[Start of PROVIDED INFORMATION]

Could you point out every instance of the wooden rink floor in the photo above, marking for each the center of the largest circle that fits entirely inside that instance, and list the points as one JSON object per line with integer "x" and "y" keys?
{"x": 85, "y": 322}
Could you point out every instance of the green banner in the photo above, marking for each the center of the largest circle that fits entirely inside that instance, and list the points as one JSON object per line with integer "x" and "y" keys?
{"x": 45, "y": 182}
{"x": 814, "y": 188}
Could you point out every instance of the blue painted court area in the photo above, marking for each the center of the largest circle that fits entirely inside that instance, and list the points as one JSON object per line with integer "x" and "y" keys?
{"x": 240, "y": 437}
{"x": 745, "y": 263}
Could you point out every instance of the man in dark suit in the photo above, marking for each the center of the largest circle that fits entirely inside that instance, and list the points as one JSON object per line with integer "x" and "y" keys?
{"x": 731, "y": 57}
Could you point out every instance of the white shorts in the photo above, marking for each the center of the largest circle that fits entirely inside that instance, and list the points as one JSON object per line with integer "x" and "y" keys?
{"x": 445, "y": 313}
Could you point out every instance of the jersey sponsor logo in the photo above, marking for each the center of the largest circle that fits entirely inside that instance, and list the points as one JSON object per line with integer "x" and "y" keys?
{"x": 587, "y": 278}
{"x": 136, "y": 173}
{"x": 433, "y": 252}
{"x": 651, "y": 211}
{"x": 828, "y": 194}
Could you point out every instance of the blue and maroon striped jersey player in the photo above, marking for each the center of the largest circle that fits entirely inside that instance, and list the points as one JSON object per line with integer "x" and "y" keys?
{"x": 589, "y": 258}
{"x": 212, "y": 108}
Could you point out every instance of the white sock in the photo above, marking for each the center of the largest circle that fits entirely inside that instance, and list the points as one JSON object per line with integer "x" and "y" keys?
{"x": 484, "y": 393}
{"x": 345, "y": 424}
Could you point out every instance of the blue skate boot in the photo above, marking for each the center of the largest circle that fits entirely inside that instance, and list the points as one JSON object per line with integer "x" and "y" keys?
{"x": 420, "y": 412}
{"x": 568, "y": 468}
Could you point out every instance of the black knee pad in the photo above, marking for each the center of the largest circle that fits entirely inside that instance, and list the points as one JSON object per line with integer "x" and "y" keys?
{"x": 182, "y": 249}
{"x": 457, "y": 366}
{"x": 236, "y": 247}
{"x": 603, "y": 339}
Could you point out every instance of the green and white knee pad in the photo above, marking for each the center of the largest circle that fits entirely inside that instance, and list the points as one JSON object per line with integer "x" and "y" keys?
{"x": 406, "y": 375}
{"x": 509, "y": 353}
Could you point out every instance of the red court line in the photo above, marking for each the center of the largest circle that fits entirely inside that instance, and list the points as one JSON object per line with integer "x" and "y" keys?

[End of PROVIDED INFORMATION]

WRITTEN TASK: Return all of the data exactly as it reads.

FULL RESPONSE:
Could you point out every instance of the wooden rink floor in the photo above, marking for each the center of the largest circle that fits entirely inside that instance, and list the points as one JSON object per line with integer "x" and "y" keys?
{"x": 85, "y": 322}
Could you point out every instance of the green banner in the photo above, marking for each the center of the largest circle that fits entirely inside that instance, and list the points as one JSON object per line with integer "x" and "y" keys?
{"x": 45, "y": 182}
{"x": 814, "y": 188}
Could you point out every instance of the blue painted court area in the photo above, marking for each the center of the largest circle that fits entirely inside that instance, and list the points as one JSON object per line with integer "x" and "y" keys?
{"x": 240, "y": 437}
{"x": 745, "y": 263}
Could you point out every instance of the man in dark suit in the photo above, marking for each the center of the largest circle that fits entirely inside that instance, and list the points as one JSON object per line with integer "x" and "y" keys?
{"x": 731, "y": 57}
Could you point out every instance of the white shorts in the photo above, marking for each the center of the largest circle that fits entirely inside that instance, and list the points as one JSON object per line with integer "x" and "y" keys?
{"x": 445, "y": 313}
Could you point out every instance of the jersey sponsor logo in the photo above, marking for each the center of the largest circle that fits entirely inside that instance, and list the points as one JSON object per line with integer "x" and "y" keys?
{"x": 587, "y": 278}
{"x": 136, "y": 173}
{"x": 433, "y": 252}
{"x": 651, "y": 211}
{"x": 828, "y": 194}
Could you point out every instance of the blue and maroon striped jersey player in the photo above, marking for each the center of the largest circle that fits entirely inside that instance, and list the points as one JSON object per line with integer "x" and "y" keys?
{"x": 589, "y": 258}
{"x": 212, "y": 108}
Could you point out every instance of the white sock in the photo above, marking for each the center of the largest circle that fits entirely inside that instance, and list the points as one JSON object per line with integer "x" and "y" keys?
{"x": 484, "y": 393}
{"x": 345, "y": 424}
Could you point out every instance of the blue skate boot in the photo above, marking for each the center of the largest circle that fits entirely inside that instance, and list the points as one JSON object per line with integer "x" and "y" keys?
{"x": 420, "y": 412}
{"x": 568, "y": 468}
Could you point out every instance of the black knee pad in the photo above, marking for each the center of the largest circle that fits entirely inside that instance, and list the points as one JSON object per line with integer "x" and "y" keys?
{"x": 182, "y": 249}
{"x": 457, "y": 366}
{"x": 236, "y": 247}
{"x": 603, "y": 339}
Could you point out every instance of the green and white knee pad in the photo above, marking for each the center of the largest circle that fits entirely inside that instance, and list the points as one JSON object per line with integer "x" and "y" keys?
{"x": 406, "y": 375}
{"x": 509, "y": 353}
Could you point out every instance of the red court line in the photo above, marking for each the center of the largest circle that fits entirely inside that instance, and list the points as one JSON object per line with integer "x" and "y" keys?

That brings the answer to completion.